[Dataset items]
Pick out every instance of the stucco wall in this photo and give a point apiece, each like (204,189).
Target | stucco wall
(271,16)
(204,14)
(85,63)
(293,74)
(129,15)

### Requirement
Rewrite the listing above, swapping "stucco wall" for "plaster wall" everywhere and leaving everything else unchanged.

### Response to the exercise
Pick out every instance of the plaster wall in this photo and give a point apiece, each like (204,189).
Target | plaster wall
(271,16)
(204,14)
(85,63)
(293,74)
(129,15)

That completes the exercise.